(Excerpts from annotation records)

+++

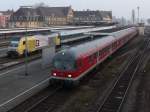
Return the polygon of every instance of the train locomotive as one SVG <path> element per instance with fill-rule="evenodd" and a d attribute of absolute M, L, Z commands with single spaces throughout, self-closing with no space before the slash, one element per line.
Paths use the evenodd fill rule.
<path fill-rule="evenodd" d="M 112 33 L 56 53 L 52 60 L 50 82 L 76 84 L 90 70 L 138 34 L 136 27 Z"/>

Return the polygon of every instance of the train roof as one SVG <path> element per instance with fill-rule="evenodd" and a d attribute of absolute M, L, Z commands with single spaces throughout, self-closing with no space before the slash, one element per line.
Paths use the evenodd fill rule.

+++

◆ **WHAT THE TASK ASKS**
Express the lines above as a Markdown table with the columns Row and Line, numbering the rows and skipping blank lines. Leave the pictures out.

◆ **EXERCISE OUTPUT**
| Row | Line |
|---|---|
| 1 | Return the polygon of every instance of the train locomotive as one SVG <path> element per instance with fill-rule="evenodd" and a d attribute of absolute M, L, Z commands with single spaces throughout, self-closing with no space before the slash, one element per line. |
| 2 | Paths use the evenodd fill rule. |
| 3 | <path fill-rule="evenodd" d="M 112 33 L 56 53 L 52 60 L 50 82 L 76 84 L 90 70 L 138 34 L 136 27 Z"/> |
| 4 | Return the polygon of every instance of the train roof as one SVG <path> element per instance with fill-rule="evenodd" and a d attribute of absolute M, L, Z commands with single spaces throughout, self-closing with no space before the slash, one element per line. |
| 5 | Paths use the evenodd fill rule. |